Task to carry out - Reproduce the following entries line for line, with no changes.

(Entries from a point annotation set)
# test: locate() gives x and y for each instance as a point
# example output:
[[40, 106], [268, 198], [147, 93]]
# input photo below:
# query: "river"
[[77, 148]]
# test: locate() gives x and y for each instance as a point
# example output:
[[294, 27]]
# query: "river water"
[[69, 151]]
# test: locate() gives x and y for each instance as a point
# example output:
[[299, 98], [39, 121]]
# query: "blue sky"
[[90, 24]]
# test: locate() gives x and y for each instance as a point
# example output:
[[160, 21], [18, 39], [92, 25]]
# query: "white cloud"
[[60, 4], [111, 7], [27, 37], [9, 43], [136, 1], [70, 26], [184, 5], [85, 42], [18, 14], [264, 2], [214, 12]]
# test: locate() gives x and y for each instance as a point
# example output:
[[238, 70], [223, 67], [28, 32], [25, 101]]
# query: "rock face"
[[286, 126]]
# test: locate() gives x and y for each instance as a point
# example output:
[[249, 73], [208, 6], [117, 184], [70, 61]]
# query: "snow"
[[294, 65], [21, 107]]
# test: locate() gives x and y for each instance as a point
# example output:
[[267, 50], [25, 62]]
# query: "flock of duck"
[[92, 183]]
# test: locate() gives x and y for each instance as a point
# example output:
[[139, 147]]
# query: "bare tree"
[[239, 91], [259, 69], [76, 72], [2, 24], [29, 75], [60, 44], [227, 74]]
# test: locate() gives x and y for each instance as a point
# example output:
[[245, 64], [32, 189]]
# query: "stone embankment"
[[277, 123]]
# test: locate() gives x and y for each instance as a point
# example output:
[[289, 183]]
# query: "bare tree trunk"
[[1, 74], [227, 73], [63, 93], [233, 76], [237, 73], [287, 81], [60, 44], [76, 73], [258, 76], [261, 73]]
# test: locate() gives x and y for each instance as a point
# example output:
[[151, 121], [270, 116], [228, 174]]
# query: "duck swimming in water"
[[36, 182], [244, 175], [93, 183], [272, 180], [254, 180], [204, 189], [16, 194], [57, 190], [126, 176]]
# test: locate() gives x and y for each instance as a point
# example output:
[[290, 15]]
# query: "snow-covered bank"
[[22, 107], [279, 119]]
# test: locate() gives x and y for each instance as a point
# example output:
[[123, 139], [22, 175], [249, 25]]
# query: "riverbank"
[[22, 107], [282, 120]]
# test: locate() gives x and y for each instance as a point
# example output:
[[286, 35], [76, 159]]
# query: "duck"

Result of this task -
# test: locate() gives x and y for each instance as a point
# example output:
[[40, 106], [268, 198], [147, 93]]
# input photo below:
# query: "river"
[[77, 148]]
# test: locate() gives x and y for each instance as a point
# example output:
[[294, 27]]
# query: "river water"
[[69, 151]]
# test: locate() gives x and y for each instance as a point
# example output:
[[299, 98], [39, 121]]
# query: "blue sky"
[[90, 24]]
# test: locate() gives x and y for each instance as a point
# example output:
[[160, 21], [18, 39], [92, 25]]
# query: "white cloud"
[[60, 4], [111, 7], [27, 37], [9, 43], [136, 1], [70, 26], [184, 5], [85, 42], [18, 14], [264, 2], [214, 12]]
# test: locate() gives x and y for each instance as a point
# example output:
[[238, 70], [223, 67], [28, 32], [25, 101]]
# query: "rock face"
[[286, 126]]
# test: locate() gives x and y for each instance as a point
# example output:
[[249, 73], [208, 6], [117, 184], [70, 61]]
# query: "snow"
[[294, 65], [21, 107]]
# test: locate() gives x and y for each instance as a point
# example output:
[[267, 50], [25, 62]]
# query: "flock of duck"
[[92, 183]]
# test: locate() gives x and y for each instance as a point
# example output:
[[139, 147]]
# query: "bare tree"
[[239, 91], [259, 69], [76, 72], [2, 24], [29, 75], [60, 44], [227, 74]]
# test: locate() gives x and y for each instance as a point
# example output:
[[245, 64], [32, 189]]
# query: "stone embankment"
[[277, 123]]
# test: locate() gives x and y for each instance as a point
# example output:
[[289, 183]]
# query: "bare tree trunk"
[[1, 74], [227, 73], [63, 93], [233, 76], [237, 73], [287, 81], [60, 44], [76, 73], [258, 76], [261, 73]]
# test: locate() gives x and y for each instance as a point
# example output:
[[151, 121], [270, 116], [228, 174]]
# query: "duck swimming in water"
[[36, 182], [244, 175], [93, 183], [272, 180], [254, 180], [204, 189], [16, 194], [57, 190], [126, 176]]
# test: locate() gives x and y for each instance as a point
# example output:
[[290, 15]]
# query: "snow-covered bank"
[[22, 107], [279, 119]]
# test: locate() gives x and y for each instance as a point
# example output:
[[123, 139], [22, 175], [249, 25]]
# query: "riverbank"
[[22, 107], [282, 120]]
# test: locate() gives x and y for each instance as a point
# example output:
[[286, 35], [76, 159]]
# query: "duck"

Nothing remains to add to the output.